:: 文書の抜粋 ::
======
シャーロック・ホームズに登場する家事使用人に関する覚書

考えてみればヴィクトリア朝を舞台にしたホームズ物語の中には、家政婦、女中、執事、小間使い等色々な使用人が出てくるけど、冷静に考えたら何がどう違うか全然分からず読んでたな、と思って調べてみた。

別に物語やトリックには関係ないけど、一度気になると本編に集中できなくなるのでまとめた。

なあ答えてくれ

シャーロック・ホームズが好きなせいか、こまかいことが気になると夜もねむれねぇ、、、

お手伝いさんの種類と仕事内容

ウィキペディアによると執事、家政婦、メイド等は全て家事使用人の役職ごとの名称らしく、「職種と概要」の項にあらかたまとめられている。

頭痛がしそうなくらい長いので部分的に引用する。
ウィキペディアの一覧はおそらく「地位が高い順」に並んでいるが、「持ち場ごと」に再編集した。

使用人をまとめる人々

ランド・スチュワード
全使用人の長。主人の領地の管理をする役目を負い、農地を賃貸し、借地料を徴収し、境界線を調査し、借地人の間の争いを調停し、領収・支出の細かい記録を保管する。屋敷にランド・スチュワードがいない場合はバトラーが兼任していた。

※スチュワードは日本語訳では「家令」又は「執事」と翻訳される場合が多い。従って、スチュワード、バトラー共に執事にされ、区別が困難な場合がある。
バトラー
イギリスの上級使用人。執事とも訳される。

数あるイギリスの家事使用人の中でも最上級の職種の一つであり、フットマン(従僕)を勤め上げた者がバトラーに昇格した。上流階級か、下層の上流家庭より裕福な中流最上層の家庭にのみ見られた。
ハウスキーパー(家政婦長)
======
:: 利用できるデータ ::

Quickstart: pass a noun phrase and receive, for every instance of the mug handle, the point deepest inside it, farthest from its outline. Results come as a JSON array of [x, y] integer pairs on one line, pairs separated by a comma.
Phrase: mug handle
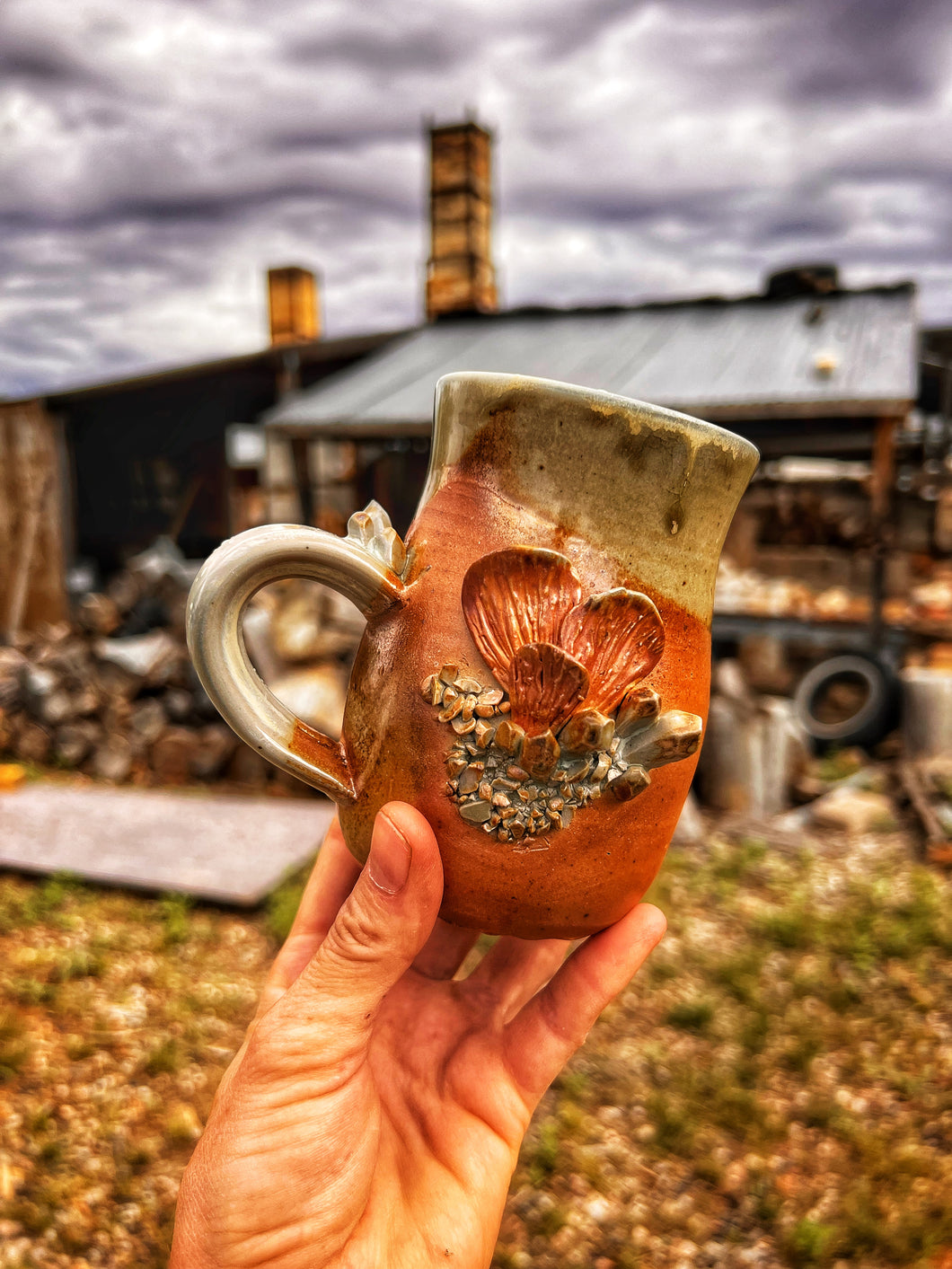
======
:: 課題 ::
a – 家事使用人に関する文章を読んで、次の問いに答えてください。
(i) 屋敷にランド・スチュワードがいない場合、その役目は誰が兼任していたか。
(ii) バトラーに昇格したのは、どの職を勤め上げた者か。
(iii) 筆者はウィキペディアの一覧を何ごとに再編集したか。
b – 家事使用人に関する文章を、最後の行の次から書き進めて。

:: 課題ごとの結果 ::
a –
(i) バトラー
(ii) フットマン(従僕)
(iii) 持ち場ごと

b –
ほとんどのメイドを取り仕切る家政婦。自身はメイドではない。メイドの仕事に必要な鍵の管理など、屋敷の管理の全責任を負う。メイドの人事権も持っており、雇用や解雇なども行っていた。相当な下積み期間を経て就く役職であり、ほかのメイドのように相部屋ではなく個室を割り当てられ、食事も個室でとることを許されていたのは上級使用人の特権であった。

尊敬の印として独身であっても常に「ミセス」の冠付きで呼ばれていた。

メイド(家事全般)

※「メイド」と一口に言っても仕事内容は多岐に渡り、大きなお屋敷では洗濯担当、料理担当、子守担当など専業化されていたらしく色々な種類がある。

ウィキペディアの「メイド」の「ヴィクトリア朝時代におけるメイドの種類」で色々なメイドが一覧になっているが、長すぎるため全ては引用しない。

おそらく一般的に「メイド」と言われて思い浮かぶイメージに最も近いものは以下の「ハウスメイド」

ハウスメイド(House Maid)
いわゆるメイド、といえばこれにあたる。家女中。ハウスキーパーの管理下にある。特にこれといった専門担当を持たず、文字通り、家中の仕事をひととおりこなす。最も一般的な種類のメイド。

メイドを雇う経済力は無いが「対面を保つためだけに雇っていた」という珍しい形態のメイドもある。

ステップガール(Step Girl)
メイドを雇う余裕のない家で、メイドが「いるかのように」振舞うため、週に1回雇われ、玄関を掃除するメイド。ヴィクトリア朝のイギリスの中産階級以上では、婦人に手袋をさせて「家事をさせていない」ことを誇示するのがステイタスになっていたことから、すこしでも余裕があればすぐにメイドを雇おうとした。しかしその経済力が無くとも外聞を気にしてこの種類のメイドを雇う家もあった。

厨房

コック (Cook)
上級使用人の一種で、厨房の責任者。料理人。
厨房というのは独立した部署であり、ハウスキーパーの管理下にはない。

洗濯

ランドリーメイド(Laundry maid)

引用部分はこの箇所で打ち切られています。